● Brief
Output the lines from the top of the entries below to the line with "Locate one point per instance of the boy's dark", both included, exactly and without pictures.

*** Records shown Section Begins ***

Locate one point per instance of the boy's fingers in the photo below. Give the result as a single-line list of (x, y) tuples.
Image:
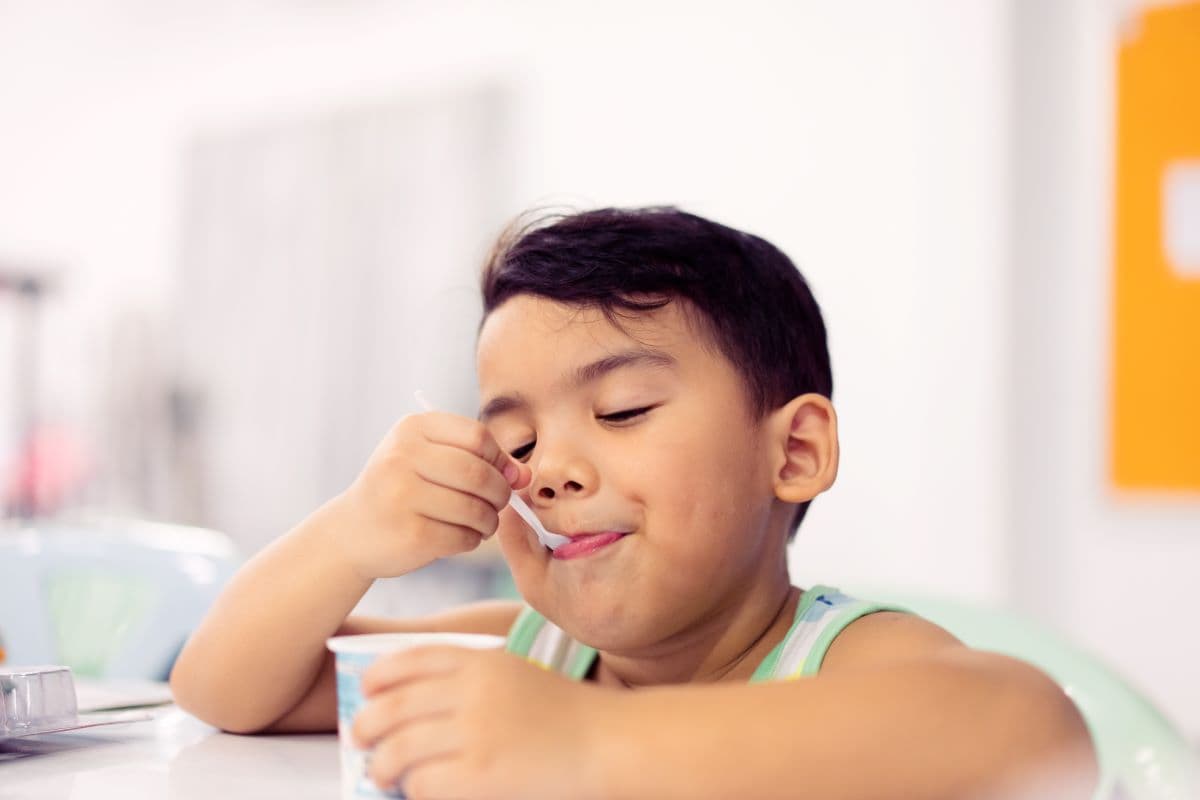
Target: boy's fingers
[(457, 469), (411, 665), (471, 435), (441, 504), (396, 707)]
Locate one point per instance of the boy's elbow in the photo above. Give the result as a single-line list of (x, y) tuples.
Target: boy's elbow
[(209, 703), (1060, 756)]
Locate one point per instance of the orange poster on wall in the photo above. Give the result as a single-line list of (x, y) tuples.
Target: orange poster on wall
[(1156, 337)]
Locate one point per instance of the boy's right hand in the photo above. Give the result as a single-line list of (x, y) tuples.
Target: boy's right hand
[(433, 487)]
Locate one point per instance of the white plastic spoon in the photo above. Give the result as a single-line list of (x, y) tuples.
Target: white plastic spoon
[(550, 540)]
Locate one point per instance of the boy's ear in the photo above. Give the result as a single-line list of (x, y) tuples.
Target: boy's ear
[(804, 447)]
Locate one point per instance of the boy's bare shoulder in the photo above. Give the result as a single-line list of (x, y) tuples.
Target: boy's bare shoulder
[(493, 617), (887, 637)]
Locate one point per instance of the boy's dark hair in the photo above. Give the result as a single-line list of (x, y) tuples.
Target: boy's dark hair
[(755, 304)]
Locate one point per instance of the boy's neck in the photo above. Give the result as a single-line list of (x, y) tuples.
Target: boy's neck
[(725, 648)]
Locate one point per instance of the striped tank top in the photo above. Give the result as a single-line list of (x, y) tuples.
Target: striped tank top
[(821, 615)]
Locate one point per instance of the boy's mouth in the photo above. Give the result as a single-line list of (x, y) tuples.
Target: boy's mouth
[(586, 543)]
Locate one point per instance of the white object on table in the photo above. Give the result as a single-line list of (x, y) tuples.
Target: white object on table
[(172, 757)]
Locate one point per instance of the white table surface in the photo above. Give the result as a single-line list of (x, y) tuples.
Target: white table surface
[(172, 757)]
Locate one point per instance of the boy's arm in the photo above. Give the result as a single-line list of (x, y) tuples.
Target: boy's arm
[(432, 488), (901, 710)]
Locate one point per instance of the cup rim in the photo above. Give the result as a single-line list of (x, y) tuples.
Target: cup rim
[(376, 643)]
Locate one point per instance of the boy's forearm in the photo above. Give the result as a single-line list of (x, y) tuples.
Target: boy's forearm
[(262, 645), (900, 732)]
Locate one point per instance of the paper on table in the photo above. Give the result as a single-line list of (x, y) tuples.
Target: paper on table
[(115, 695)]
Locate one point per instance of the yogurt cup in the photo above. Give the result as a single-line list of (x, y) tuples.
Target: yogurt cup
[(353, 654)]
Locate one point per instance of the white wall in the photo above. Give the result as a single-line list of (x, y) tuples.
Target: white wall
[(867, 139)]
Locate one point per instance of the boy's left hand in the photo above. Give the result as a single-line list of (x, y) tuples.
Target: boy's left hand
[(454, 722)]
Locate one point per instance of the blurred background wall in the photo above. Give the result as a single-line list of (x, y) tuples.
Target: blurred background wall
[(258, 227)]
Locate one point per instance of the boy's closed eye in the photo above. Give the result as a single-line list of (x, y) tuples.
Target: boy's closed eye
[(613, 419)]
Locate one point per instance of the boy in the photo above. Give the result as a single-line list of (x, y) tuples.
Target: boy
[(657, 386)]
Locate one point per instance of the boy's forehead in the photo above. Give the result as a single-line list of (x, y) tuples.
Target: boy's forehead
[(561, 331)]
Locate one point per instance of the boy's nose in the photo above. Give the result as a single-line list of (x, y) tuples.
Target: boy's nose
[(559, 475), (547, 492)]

*** Records shown Section Ends ***

● Task result
Locate one point per instance of the boy's fingers in the photo below. Give the result as a single-line list of (x, y) tuples.
Image:
Target: boy's fingers
[(457, 469), (411, 665), (471, 435), (441, 504), (396, 707)]
Locate one point per instance of the boy's elbow in the photo above. Give the result as a single-line list of (x, y) tuples.
Target: boy's elbow
[(209, 703), (1060, 756)]
Locate one point per instance of the orange poster on wall in the photo above. Give the result as a single-line list of (x, y) tuples.
Target: orange poster on wall
[(1156, 337)]
Locate one point per instance of the boy's right hand in the photo above. Give the result as a single-line list of (x, y) tuples.
Target: boy's right hand
[(433, 487)]
Locate one point per instance of the white plastic spoon in the photo above. Give the result as a single-line list of (x, y) tuples.
Target: white plastic spoon
[(550, 540)]
Locate one point per instance of the boy's ear in the photo above. Give the result as a single-line list of (x, y) tuples.
Target: boy's ear
[(804, 447)]
Locate one point per instance of the boy's bare shoulder in the photo above. Give the result as a single-line list of (x, y) tuples.
Target: boy's bare shoulder
[(493, 617), (887, 637)]
Locate one point per instance of the boy's dark hair in the photo above. Give the result as a single-line list of (x, y) tuples.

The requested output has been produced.